→ Work to complete:
1) Retype the complex numbers problem and its worked solution, word for word and in full.
2) In the records, please echo the stretch from the line containing "query: rice paddy" through the line containing "724,70 -> 1076,237", both ends included, reproducing only those lines with no changes.

Algebra: Complex Numbers

321. If $(1 + x)^n = p_0 + p_1x + p_2x^2 + \ldots + p_nx^n$, show that $p_0 - p_2 + p_4 - \ldots = 2^{n/2}\cos\frac{n\pi}{4}$ and $p_1 - p_3 + p_5 - \ldots = 2^{n/2}\sin\frac{n\pi}{4}$.

Solution: Given, $(1 + x)^n = p_0 + p_1x + p_2x^2 + \cdots + p_nx^n$. Putting $x = i$, we get $(1 + i)^n = p_0 + p_1i + p_2i^2 + \cdots + p_ni^n$

$= (p_0 - p_2 + p_4 - \cdots) + i(p_1 - p_3 + p_5 - \cdots)\Rightarrow \left[\sqrt{2}\left(\cos\frac{\pi}{4} + i\sin\frac{\pi}{4}\right)\right]^n = (p_0 - p_2 + p_4 - \cdots) + i(p_1 - p_3 + p_5 - \cdots)$

Equating real and imaginary parts, we have $p_0 - p_2 + p_4 \cdots = 2^{\frac{n}{2}}\cos\frac{n\pi}{4}$ and $p_1 - p_3 + p_5 - \cdots = 2^{\frac{n}{2}}\sin\frac{n\pi}{4}$.

→ Excerpted records:
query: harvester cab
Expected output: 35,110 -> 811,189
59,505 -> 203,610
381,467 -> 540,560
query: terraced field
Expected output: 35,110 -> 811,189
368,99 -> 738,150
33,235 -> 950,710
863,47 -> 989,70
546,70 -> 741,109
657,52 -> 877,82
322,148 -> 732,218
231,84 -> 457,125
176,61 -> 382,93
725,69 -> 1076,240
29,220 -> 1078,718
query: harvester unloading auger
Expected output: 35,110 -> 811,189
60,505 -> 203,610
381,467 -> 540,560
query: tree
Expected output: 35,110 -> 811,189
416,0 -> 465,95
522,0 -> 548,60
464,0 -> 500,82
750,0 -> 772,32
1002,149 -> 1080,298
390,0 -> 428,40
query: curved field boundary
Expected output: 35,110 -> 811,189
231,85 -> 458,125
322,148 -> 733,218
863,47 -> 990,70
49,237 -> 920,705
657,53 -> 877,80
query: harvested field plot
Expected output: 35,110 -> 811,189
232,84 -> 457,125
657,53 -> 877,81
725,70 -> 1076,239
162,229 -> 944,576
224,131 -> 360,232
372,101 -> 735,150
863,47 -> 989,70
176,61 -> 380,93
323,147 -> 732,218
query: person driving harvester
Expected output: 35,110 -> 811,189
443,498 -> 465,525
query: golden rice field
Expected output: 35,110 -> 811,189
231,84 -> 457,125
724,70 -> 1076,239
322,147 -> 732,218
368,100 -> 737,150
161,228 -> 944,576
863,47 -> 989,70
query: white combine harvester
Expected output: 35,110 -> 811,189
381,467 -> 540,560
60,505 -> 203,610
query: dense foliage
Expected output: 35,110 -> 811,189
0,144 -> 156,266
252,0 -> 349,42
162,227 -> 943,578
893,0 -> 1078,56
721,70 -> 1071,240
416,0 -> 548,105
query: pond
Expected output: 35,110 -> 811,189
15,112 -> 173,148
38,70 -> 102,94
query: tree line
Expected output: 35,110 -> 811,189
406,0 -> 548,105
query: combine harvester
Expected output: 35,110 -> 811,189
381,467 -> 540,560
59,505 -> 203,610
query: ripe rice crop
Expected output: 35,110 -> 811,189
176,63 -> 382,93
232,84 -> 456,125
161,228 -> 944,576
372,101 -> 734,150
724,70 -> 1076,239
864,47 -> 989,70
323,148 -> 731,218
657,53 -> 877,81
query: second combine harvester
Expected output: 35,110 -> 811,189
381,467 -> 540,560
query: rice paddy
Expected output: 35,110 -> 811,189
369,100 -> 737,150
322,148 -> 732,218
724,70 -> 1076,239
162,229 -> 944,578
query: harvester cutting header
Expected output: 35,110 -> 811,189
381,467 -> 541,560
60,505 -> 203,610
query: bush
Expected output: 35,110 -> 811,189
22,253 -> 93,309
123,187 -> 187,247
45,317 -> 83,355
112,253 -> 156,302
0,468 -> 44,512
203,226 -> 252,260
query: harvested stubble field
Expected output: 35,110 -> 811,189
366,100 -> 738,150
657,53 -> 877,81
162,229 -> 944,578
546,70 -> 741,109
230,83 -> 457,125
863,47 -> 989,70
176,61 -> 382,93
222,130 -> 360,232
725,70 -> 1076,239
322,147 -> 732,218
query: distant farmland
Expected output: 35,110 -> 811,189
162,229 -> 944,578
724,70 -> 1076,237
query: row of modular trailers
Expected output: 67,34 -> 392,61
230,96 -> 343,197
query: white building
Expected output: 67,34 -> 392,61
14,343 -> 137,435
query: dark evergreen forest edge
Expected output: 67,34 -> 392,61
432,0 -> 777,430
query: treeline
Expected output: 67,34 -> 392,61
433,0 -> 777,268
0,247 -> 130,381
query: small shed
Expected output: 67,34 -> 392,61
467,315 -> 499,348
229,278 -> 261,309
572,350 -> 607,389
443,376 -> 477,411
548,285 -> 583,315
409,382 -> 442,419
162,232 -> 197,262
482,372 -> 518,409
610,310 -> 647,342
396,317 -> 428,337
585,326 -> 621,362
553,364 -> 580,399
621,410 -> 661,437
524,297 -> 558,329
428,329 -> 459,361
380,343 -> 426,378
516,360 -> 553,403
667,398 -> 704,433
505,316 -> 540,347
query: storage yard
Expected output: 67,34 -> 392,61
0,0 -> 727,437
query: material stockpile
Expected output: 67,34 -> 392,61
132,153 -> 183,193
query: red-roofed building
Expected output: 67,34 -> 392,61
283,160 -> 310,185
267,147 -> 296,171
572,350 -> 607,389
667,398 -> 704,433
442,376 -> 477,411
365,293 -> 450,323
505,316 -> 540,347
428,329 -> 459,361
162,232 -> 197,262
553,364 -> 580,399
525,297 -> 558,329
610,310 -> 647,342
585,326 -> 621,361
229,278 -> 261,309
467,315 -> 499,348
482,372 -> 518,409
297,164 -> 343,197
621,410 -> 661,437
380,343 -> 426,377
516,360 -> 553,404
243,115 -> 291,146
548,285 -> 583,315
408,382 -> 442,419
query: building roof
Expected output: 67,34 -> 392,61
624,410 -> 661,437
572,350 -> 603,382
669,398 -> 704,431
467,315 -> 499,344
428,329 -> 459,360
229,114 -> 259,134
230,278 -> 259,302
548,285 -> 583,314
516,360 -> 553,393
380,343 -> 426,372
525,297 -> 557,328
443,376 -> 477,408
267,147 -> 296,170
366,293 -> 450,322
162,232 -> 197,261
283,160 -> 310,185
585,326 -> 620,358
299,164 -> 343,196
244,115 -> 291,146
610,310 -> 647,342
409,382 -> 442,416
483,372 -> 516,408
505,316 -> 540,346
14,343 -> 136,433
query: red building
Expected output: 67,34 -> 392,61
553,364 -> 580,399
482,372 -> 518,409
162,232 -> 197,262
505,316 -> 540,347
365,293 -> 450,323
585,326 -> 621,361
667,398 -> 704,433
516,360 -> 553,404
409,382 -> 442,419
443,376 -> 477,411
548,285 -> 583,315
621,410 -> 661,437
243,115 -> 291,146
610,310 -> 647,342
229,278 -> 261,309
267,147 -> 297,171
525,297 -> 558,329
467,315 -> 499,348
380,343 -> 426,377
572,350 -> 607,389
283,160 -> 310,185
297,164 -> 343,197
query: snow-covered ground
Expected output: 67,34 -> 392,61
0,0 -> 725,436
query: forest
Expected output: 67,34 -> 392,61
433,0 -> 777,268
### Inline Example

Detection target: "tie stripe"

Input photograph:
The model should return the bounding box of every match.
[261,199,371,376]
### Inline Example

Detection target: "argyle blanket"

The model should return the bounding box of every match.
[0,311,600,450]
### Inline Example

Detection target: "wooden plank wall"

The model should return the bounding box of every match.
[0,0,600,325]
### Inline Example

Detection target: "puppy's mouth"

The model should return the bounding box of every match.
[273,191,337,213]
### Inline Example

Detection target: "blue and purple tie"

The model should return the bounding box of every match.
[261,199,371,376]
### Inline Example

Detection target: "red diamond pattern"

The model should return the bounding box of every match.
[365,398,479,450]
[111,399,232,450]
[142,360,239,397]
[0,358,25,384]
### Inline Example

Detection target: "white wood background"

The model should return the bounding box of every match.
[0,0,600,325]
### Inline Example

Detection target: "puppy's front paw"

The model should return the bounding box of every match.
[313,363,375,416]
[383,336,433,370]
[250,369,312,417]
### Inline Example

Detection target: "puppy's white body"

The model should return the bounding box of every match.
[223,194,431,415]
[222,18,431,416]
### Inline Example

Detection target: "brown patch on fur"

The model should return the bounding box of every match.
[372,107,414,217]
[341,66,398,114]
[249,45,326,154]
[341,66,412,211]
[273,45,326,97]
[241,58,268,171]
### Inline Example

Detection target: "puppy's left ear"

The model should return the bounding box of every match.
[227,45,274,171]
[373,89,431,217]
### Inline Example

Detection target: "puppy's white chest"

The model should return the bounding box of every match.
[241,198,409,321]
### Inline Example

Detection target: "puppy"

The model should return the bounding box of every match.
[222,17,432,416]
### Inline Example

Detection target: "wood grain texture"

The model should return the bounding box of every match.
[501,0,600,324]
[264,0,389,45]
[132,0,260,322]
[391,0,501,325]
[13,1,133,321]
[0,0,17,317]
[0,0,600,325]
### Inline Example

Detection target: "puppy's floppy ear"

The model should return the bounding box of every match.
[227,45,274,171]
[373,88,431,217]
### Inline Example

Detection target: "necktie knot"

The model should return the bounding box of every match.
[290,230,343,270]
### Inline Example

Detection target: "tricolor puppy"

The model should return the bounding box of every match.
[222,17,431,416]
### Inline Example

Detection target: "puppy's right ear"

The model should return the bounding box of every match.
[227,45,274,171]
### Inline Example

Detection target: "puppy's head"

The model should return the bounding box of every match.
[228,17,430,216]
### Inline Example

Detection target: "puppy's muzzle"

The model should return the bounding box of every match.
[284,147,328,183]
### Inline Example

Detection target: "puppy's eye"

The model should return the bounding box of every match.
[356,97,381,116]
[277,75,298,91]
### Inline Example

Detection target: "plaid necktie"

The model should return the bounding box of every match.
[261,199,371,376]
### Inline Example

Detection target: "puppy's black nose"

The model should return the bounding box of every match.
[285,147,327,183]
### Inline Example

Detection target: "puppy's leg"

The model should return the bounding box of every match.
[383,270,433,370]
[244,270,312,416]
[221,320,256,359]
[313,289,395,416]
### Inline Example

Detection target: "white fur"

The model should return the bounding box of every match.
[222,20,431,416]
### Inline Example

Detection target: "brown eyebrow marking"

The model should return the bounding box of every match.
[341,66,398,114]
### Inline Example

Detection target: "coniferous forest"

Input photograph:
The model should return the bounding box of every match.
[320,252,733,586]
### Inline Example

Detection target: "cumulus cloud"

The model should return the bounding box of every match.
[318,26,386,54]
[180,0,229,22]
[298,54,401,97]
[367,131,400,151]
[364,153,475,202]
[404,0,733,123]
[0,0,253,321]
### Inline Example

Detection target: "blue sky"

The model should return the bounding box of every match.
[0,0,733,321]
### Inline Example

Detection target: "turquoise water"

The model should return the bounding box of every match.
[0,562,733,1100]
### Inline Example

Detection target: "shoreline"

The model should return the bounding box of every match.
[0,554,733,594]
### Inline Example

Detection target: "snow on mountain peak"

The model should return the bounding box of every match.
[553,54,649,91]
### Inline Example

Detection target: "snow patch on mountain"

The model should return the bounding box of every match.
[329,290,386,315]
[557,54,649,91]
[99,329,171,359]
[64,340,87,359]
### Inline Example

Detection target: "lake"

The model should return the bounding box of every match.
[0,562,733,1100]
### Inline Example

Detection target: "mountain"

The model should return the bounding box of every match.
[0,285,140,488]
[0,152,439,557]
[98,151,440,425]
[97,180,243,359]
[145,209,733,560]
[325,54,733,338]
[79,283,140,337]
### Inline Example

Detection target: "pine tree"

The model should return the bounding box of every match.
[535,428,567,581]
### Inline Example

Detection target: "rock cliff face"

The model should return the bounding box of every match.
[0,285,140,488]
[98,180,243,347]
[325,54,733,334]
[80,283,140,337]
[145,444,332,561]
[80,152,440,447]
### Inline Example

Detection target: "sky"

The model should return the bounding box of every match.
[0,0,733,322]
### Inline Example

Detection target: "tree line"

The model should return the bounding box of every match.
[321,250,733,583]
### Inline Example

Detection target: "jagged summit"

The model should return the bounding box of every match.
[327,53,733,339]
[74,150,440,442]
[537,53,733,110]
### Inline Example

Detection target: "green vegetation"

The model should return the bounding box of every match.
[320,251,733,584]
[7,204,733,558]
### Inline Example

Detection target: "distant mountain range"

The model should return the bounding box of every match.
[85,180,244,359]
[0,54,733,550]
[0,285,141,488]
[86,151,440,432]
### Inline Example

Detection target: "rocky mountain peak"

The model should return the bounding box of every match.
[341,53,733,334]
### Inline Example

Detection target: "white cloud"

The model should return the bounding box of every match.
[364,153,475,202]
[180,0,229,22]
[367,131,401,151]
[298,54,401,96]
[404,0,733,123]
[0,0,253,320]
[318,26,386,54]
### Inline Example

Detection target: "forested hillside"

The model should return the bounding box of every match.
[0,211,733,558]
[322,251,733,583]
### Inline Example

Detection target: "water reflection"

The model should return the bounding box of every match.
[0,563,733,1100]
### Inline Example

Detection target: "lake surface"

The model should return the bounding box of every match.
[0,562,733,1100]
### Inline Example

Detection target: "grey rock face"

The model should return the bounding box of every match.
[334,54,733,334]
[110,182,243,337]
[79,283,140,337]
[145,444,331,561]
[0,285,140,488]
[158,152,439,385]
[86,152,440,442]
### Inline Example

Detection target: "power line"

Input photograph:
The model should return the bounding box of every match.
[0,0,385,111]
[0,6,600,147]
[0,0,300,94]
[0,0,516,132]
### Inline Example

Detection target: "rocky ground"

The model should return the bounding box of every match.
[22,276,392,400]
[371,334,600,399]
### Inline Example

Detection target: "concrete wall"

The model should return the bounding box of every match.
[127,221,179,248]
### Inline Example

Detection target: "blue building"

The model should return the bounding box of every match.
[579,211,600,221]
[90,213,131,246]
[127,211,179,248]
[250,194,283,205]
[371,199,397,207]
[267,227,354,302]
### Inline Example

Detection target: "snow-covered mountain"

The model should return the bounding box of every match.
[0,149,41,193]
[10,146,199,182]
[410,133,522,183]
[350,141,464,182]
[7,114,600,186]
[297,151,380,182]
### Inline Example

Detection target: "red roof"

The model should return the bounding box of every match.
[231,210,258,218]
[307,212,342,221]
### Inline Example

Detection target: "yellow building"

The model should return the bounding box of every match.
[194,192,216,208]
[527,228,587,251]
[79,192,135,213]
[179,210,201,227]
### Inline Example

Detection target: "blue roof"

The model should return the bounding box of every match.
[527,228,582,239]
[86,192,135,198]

→ Results for each task:
1)
Algebra: Complex Numbers

321. If $(1 + x)^n = p_0 + p_1x + p_2x^2 + \ldots + p_nx^n$, show that $p_0 - p_2 + p_4 - \ldots = 2^{n/2}\cos\frac{n\pi}{4}$ and $p_1 - p_3 + p_5 - \ldots = 2^{n/2}\sin\frac{n\pi}{4}$.

Solution: Given, $(1 + x)^n = p_0 + p_1x + p_2x^2 + \cdots + p_nx^n$. Putting $x = i$, we get $(1 + i)^n = p_0 + p_1i + p_2i^2 + \cdots + p_ni^n$

$= (p_0 - p_2 + p_4 - \cdots) + i(p_1 - p_3 + p_5 - \cdots)\Rightarrow \left[\sqrt{2}\left(\cos\frac{\pi}{4} + i\sin\frac{\pi}{4}\right)\right]^n = (p_0 - p_2 + p_4 - \cdots) + i(p_1 - p_3 + p_5 - \cdots)$

Equating real and imaginary parts, we have $p_0 - p_2 + p_4 \cdots = 2^{\frac{n}{2}}\cos\frac{n\pi}{4}$ and $p_1 - p_3 + p_5 - \cdots = 2^{\frac{n}{2}}\sin\frac{n\pi}{4}$.

2)
query: rice paddy
Expected output: 35,110 -> 811,189
369,100 -> 737,150
322,148 -> 732,218
724,70 -> 1076,239
162,229 -> 944,578
query: harvester cutting header
Expected output: 35,110 -> 811,189
381,467 -> 541,560
60,505 -> 203,610
query: bush
Expected output: 35,110 -> 811,189
22,253 -> 93,309
123,187 -> 187,247
45,317 -> 83,355
112,253 -> 156,302
0,468 -> 44,512
203,226 -> 252,260
query: harvested stubble field
Expected output: 35,110 -> 811,189
366,100 -> 738,150
657,53 -> 877,81
162,229 -> 944,578
546,70 -> 741,109
230,83 -> 457,125
863,47 -> 989,70
176,61 -> 382,93
222,130 -> 360,232
725,70 -> 1076,239
322,147 -> 732,218
query: distant farmland
Expected output: 35,110 -> 811,189
162,229 -> 944,578
724,70 -> 1076,237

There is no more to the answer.